INPUT:

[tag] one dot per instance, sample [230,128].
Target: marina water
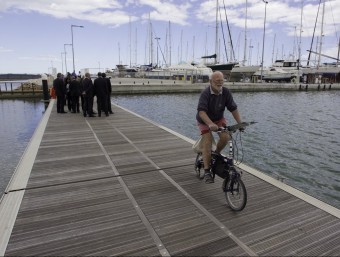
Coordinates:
[296,139]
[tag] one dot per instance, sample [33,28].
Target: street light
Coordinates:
[65,55]
[264,33]
[157,38]
[77,26]
[62,63]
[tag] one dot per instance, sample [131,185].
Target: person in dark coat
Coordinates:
[60,91]
[88,95]
[109,90]
[101,92]
[75,92]
[67,82]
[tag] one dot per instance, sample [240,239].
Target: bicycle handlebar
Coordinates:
[235,127]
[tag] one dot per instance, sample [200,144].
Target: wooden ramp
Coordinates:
[121,185]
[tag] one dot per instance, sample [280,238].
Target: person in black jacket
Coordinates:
[109,90]
[60,90]
[67,82]
[88,95]
[101,92]
[75,92]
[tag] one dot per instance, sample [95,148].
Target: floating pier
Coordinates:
[123,185]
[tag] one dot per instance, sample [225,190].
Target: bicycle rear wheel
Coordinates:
[236,194]
[199,166]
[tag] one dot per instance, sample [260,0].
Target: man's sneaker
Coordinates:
[208,177]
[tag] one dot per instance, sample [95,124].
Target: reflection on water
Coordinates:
[295,139]
[18,119]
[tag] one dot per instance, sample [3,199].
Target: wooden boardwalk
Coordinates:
[121,185]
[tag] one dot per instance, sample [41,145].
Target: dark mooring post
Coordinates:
[45,93]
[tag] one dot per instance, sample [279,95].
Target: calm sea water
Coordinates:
[18,121]
[296,138]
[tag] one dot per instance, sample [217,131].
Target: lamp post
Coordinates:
[157,38]
[77,26]
[62,63]
[264,33]
[65,55]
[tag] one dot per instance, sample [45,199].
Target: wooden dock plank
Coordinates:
[102,186]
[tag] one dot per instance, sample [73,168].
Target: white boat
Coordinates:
[277,74]
[241,73]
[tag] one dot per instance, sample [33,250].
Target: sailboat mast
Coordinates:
[245,35]
[169,43]
[322,21]
[216,36]
[299,50]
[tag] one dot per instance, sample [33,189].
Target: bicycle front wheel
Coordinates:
[199,166]
[236,194]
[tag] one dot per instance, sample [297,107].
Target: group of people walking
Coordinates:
[73,92]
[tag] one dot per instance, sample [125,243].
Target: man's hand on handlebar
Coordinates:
[213,127]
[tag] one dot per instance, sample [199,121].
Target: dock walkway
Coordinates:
[122,185]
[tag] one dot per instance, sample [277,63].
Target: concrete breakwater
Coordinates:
[126,86]
[131,86]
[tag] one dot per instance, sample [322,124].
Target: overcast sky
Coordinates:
[34,32]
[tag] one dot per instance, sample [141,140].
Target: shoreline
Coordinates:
[131,86]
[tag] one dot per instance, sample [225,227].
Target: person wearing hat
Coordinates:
[60,91]
[101,92]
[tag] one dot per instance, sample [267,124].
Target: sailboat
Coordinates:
[225,68]
[242,72]
[327,72]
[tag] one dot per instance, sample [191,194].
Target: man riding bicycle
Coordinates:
[210,116]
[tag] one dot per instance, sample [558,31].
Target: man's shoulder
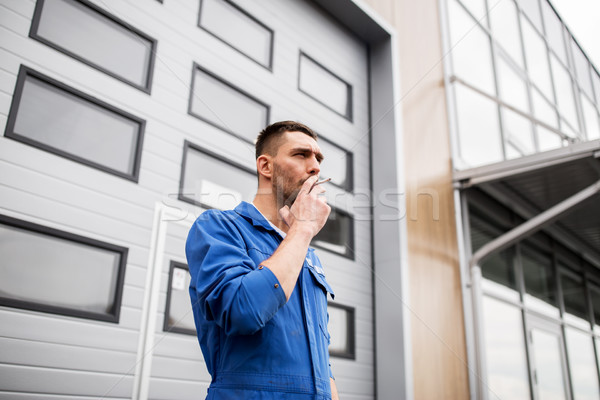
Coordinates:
[216,217]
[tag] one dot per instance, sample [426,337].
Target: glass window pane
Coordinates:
[178,311]
[470,48]
[554,31]
[531,8]
[211,181]
[341,330]
[505,28]
[76,127]
[97,39]
[595,297]
[505,351]
[582,69]
[548,365]
[337,164]
[584,375]
[478,128]
[596,81]
[498,270]
[548,140]
[324,86]
[518,134]
[574,300]
[537,60]
[337,235]
[60,273]
[238,29]
[512,87]
[564,92]
[592,126]
[540,282]
[216,102]
[543,110]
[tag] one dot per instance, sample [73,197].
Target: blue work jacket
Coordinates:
[255,344]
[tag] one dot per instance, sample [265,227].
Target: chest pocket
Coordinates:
[320,291]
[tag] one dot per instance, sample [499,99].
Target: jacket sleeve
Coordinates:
[231,290]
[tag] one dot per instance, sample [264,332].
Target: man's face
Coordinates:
[298,158]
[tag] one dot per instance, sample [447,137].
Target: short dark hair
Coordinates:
[267,141]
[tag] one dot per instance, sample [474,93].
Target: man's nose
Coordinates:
[314,167]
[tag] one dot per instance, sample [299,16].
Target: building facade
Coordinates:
[462,138]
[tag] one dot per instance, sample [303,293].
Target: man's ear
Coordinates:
[264,166]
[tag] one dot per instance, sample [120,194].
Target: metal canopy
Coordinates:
[535,185]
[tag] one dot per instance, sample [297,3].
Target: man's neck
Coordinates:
[267,205]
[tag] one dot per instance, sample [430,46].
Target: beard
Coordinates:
[285,187]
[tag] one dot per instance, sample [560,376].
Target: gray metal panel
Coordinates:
[56,192]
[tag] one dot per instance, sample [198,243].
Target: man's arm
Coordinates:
[334,394]
[226,287]
[305,219]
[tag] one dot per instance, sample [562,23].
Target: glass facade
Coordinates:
[520,82]
[541,307]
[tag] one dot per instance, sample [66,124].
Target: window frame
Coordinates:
[268,67]
[24,72]
[187,145]
[350,90]
[113,316]
[352,253]
[349,164]
[350,328]
[94,8]
[166,327]
[197,66]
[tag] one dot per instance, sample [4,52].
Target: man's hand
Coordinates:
[309,211]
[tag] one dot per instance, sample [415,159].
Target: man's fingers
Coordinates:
[309,183]
[285,214]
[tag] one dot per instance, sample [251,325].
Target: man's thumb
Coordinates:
[285,214]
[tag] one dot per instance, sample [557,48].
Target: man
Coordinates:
[258,292]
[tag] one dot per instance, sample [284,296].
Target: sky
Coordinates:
[583,19]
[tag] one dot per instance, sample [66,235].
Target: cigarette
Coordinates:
[323,181]
[318,183]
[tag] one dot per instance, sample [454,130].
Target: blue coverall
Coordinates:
[255,344]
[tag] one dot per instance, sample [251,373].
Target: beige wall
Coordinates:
[438,339]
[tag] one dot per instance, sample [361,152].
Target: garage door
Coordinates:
[284,60]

DO THIS: The material above must be printed exactly, with its pictures left out.

CORRECT RESPONSE:
[tag] one dot per instance, sample [230,128].
Target: marina water
Coordinates:
[296,139]
[tag] one dot per instance, sample [33,28].
Target: street light
Coordinates:
[65,55]
[264,33]
[157,38]
[77,26]
[62,63]
[tag] one dot per instance, sample [131,185].
Target: person in dark coat
Coordinates:
[60,91]
[88,95]
[109,90]
[101,92]
[75,92]
[67,82]
[tag] one dot per instance, sample [240,239].
Target: bicycle handlebar
Coordinates:
[235,127]
[tag] one dot per instance, sample [200,144].
Target: wooden ramp
Coordinates:
[121,185]
[tag] one dot per instance, sample [280,238].
Target: person in black jacket
Coordinates:
[109,90]
[60,90]
[67,82]
[88,95]
[101,92]
[75,92]
[tag] one dot per instance, sample [95,148].
Target: floating pier
Coordinates:
[123,185]
[tag] one dot per instance, sample [225,190].
Target: bicycle rear wheel
Coordinates:
[236,194]
[199,166]
[tag] one dot per instance, sample [260,0].
Target: man's sneaker
Coordinates:
[208,177]
[tag] one dot per instance, sample [95,124].
Target: reflection on water
Coordinates:
[295,139]
[18,119]
[tag] one dot per instance, sample [3,199].
Target: wooden boardwalk
Coordinates:
[121,185]
[tag] one dot per instance, sample [41,145].
Target: dark mooring post
Coordinates:
[45,93]
[tag] one dot per instance, sample [279,95].
Target: calm sea water
Coordinates:
[18,121]
[296,138]
[tag] one dot per instance, sample [217,131].
Target: lamp post
Coordinates:
[157,38]
[77,26]
[62,63]
[264,33]
[65,55]
[tag] one dot per instance, sample [45,199].
Target: wooden dock plank
Coordinates:
[102,186]
[tag] one dot per instance, sample [73,168].
Target: white boat
Coordinates:
[277,74]
[241,73]
[tag] one dot per instance, sample [33,250].
Target: sailboat mast
Coordinates:
[245,35]
[169,43]
[322,21]
[216,36]
[299,50]
[tag] one dot per instance, sample [33,189].
Target: bicycle front wheel
Coordinates:
[199,166]
[236,194]
[tag] one dot per instance, sample [297,107].
Target: group of people walking
Coordinates:
[73,92]
[tag] one dot per instance, sample [125,243].
Target: man's hand on handlebar
Coordinates:
[213,127]
[tag] one dot per instance, sample [199,121].
Target: dock walkway
Coordinates:
[122,185]
[tag] one dot per instance, sample [277,63].
Target: concrete breakwater
Coordinates:
[126,86]
[131,86]
[tag] one dot per instance, sample [322,124].
Target: overcast sky
Coordinates:
[34,32]
[tag] one dot per instance, sample [141,140].
Target: shoreline
Coordinates:
[131,86]
[tag] one dot per instance, sample [225,227].
Target: person wearing hat
Coordinates:
[60,91]
[101,92]
[tag] one dot per instance, sample [267,124].
Target: sailboat
Coordinates:
[225,68]
[242,72]
[327,72]
[tag] one dot per instance, sample [191,194].
Target: man riding bicycle
Coordinates:
[210,116]
[tag] one dot per instance, sample [558,31].
Target: man's shoulder
Coordinates:
[216,217]
[tag] one dot per instance, sample [426,337].
Target: glass window pane
Coordinates:
[178,311]
[470,48]
[554,31]
[531,8]
[211,181]
[341,330]
[505,28]
[76,127]
[97,39]
[595,297]
[505,351]
[582,69]
[548,365]
[337,164]
[584,375]
[478,128]
[596,81]
[498,270]
[548,140]
[324,86]
[518,134]
[574,300]
[537,60]
[337,235]
[60,273]
[238,29]
[512,87]
[564,92]
[592,126]
[540,282]
[216,102]
[543,110]
[tag] one dot per instance, sample [73,197].
Target: blue work jacket
Coordinates:
[255,344]
[tag] one dot per instance, sample [265,227].
Target: chest pocket
Coordinates:
[320,291]
[tag] one dot per instance, sample [499,99].
Target: jacket sleeve
Coordinates:
[231,290]
[tag] one dot per instance, sample [264,332].
Target: man's face
Coordinates:
[298,158]
[tag] one dot per instance, sample [447,137].
Target: short dark hair
Coordinates:
[267,141]
[tag] one dot per instance, sample [474,93].
Target: man's nose
Coordinates:
[314,167]
[tag] one dot per instance, sample [299,16].
Target: building facade
Coordinates:
[462,138]
[tag] one dot per instance, sample [303,293].
Target: man's ear
Coordinates:
[264,166]
[tag] one dot per instance, sample [120,194].
Target: metal canopy
Coordinates:
[535,185]
[tag] one dot per instance, sample [297,3].
Target: man's neck
Coordinates:
[267,205]
[tag] one dot per instance, sample [430,46].
Target: beard
Coordinates:
[285,187]
[tag] one dot per instance, sample [560,376].
Target: gray metal panel
Coordinates:
[56,192]
[tag] one dot per instance, sample [198,243].
Target: man's arm
Coordinates:
[334,394]
[226,287]
[305,219]
[tag] one dot per instance, sample [562,23].
Target: glass facade
Coordinates:
[520,82]
[541,307]
[tag] one dot per instance, sample [66,124].
Target: window frame
Coordinates:
[268,67]
[24,72]
[187,145]
[350,90]
[113,316]
[352,253]
[349,164]
[350,328]
[94,8]
[166,327]
[197,66]
[tag] one dot per instance, sample [4,52].
Target: man's hand
Coordinates:
[309,211]
[tag] one dot per instance, sample [415,159].
Target: man's fingers
Coordinates:
[309,183]
[285,214]
[tag] one dot per instance, sample [251,325].
Target: man's thumb
Coordinates:
[285,214]
[tag] one dot per instance, sample [557,48].
Target: man
Coordinates:
[258,292]
[tag] one dot per instance, sample [284,296].
Target: sky
Coordinates:
[583,19]
[tag] one dot per instance, sample [66,235].
Target: cigarette
Coordinates:
[323,181]
[318,183]
[tag] one dot per instance, sample [454,130].
Target: blue coverall
Coordinates:
[255,344]
[tag] one dot per instance, sample [251,373].
Target: beige wall
Coordinates:
[438,339]
[tag] one dot per instance, sample [361,152].
Target: garage door
Coordinates:
[284,60]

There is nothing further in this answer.